------ Extracted text
You can probably turn the changelog page into an RSS feed fairly easily, and there is a Gwern flair on the subreddit which comes with an authenticated RSS feed. (Compilation might also be of interest.) That is the closest thing right now to what you want. (And the new 'author' metadata+backlinks is halfway to an RSS feed - that is how the 'Gwern' section of https://gwern.net/doc/newest/index is implemented - so you could probably scrape that too and RSSfy it.)

After reading namespace's comments on blogging and my own thinking about multi-level design, I have been mulling over an approach to RSS feeds that I think can work well.

The problem with standard RSS feeds is that they are designed for one-off pages, like a newspaper or a blog: a URL gets created as a single standalone finished page, announced, and that's that. (The URL contents will inevitably change, but these changes are not considered important.) But this is a poor fit for Gwern.net because I 'finish' major pages only once a month or so, and it is clear that people are interested in a more granular view of my writing than that. (I am always embarrassed when I see someone tweeting out or including in a newsletter a tweet or comment of mine - because it indicates a failure of curation on my part if they have to link those instead of a page on my site.) The other extreme is that every single file modification is reported in the RSS feed, like the RSS feed for English Wikipedia's Recent Changes. This is an equally poor fit, because the nature of Gwern.net is that there is a lot of small change constantly going on site-wide, particularly related to formatting or reorganization, of less than zero interest to readers, and which is why I killed the original RSS feed: I couldn't even read it myself!

More broadly, in general, there are just no good ways to announce the full spectrum of changes from comments or tweets (recall the original name: 'microblogging') to shorter blog posts to longform essays/books. No one has done this, and most generally do not recognize this as any kind of problem, but there is a big 'gap' between each speed of service, going from chat to microblog to blog/newsletter to essay to book. So writers online tend to pigeonhole themselves: someone will tweet a lot, or they will instead write a lot of blog posts, or they will periodically write a long effortpost. When they engage in multiple time-scales, usually, one 'wins' and the others are a 'waste' in the sense that they get abandoned: either the author stops using them, or the content there gets 'stranded'. Most writers simply accept this, and chop their writing down to fit - Scott Alexander writes solely in blogposts & blogpost comments (having largely given up on Twitter, Tumblr, and LW/Reddit), even though if you wanted to know his big take on, say, 'predictive processing' as the theory of everything in AI/psychiatry, the best he can do is shrug and point you to like 30 blog posts scattered across at least 3 sites going back a decade (LW, SSC, & ACX); and Matt Levine has to repeat himself, again and again, every time a specific recurring drama comes up. If you don't want that to happen (maybe you don't love to hear yourself write the same thing again and again as much as Mencius Moldbug does) and don't want to become solely a poaster or to have your secondary writings become so much water under the bridge, your only option is to do a lot of tedious work copying back and forth: I try to monthly review my tweets & comments and pull stuff onto Gwern.net, but it is a lot of work and I often think that I am leaving behind a lot of stuff, even when I do manage to do the review. It is clearly not very sustainable. And if I wanted to summarize it at multiple levels (like a level in between a list of tweets and a full essay, or an annual level), when would I ever actually do something like write or think or live?
------------
------ Excerpted records
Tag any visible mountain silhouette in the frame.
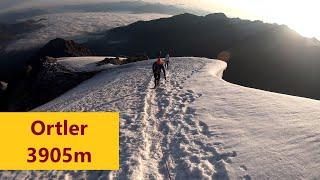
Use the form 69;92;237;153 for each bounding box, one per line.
85;13;320;99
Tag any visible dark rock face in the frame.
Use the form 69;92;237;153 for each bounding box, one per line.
86;13;320;99
28;38;92;75
36;38;92;58
7;57;93;111
3;39;93;111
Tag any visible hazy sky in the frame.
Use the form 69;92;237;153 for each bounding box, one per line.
0;0;320;39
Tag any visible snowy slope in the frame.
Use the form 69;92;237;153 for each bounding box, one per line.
0;58;320;179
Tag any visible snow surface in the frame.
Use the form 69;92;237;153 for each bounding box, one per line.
0;58;320;179
57;56;113;72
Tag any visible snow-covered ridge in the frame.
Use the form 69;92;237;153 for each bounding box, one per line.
1;57;320;179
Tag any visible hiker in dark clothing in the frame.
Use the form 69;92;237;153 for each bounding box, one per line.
152;57;167;88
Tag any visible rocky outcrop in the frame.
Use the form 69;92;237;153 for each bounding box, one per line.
7;57;94;111
2;38;93;111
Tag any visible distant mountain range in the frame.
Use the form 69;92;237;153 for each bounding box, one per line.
85;13;320;99
0;13;320;110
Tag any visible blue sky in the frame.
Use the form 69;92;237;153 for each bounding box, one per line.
0;0;320;39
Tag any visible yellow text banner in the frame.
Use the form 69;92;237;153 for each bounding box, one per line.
0;112;119;170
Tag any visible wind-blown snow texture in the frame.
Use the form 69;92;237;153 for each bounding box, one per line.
0;58;320;179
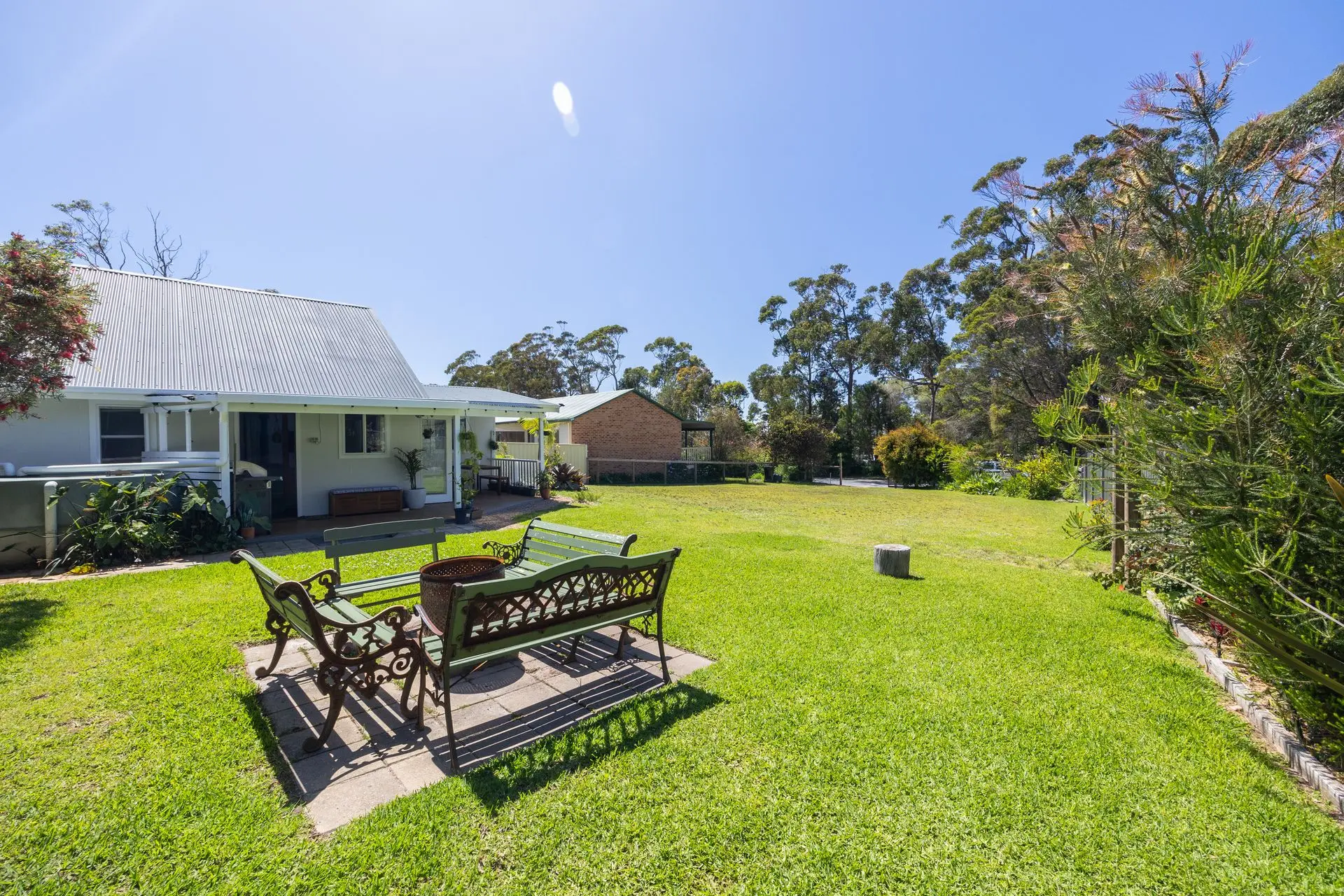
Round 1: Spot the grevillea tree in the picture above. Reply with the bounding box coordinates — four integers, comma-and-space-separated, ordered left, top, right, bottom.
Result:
------------
Problem details:
Answer these about the text on RSS feeds:
1. How often does the writer finish major pages?
2. Why did the writer kill the original RSS feed?
3. Which three sites are Scott Alexander's blog posts on predictive processing said to be scattered across?

Solution to this task:
1. Only about once a month.
2. The site has a lot of small, constant change, mostly formatting or reorganization, that readers don't care about, so the feed was unreadable even for the writer.
3. LW, SSC, and ACX.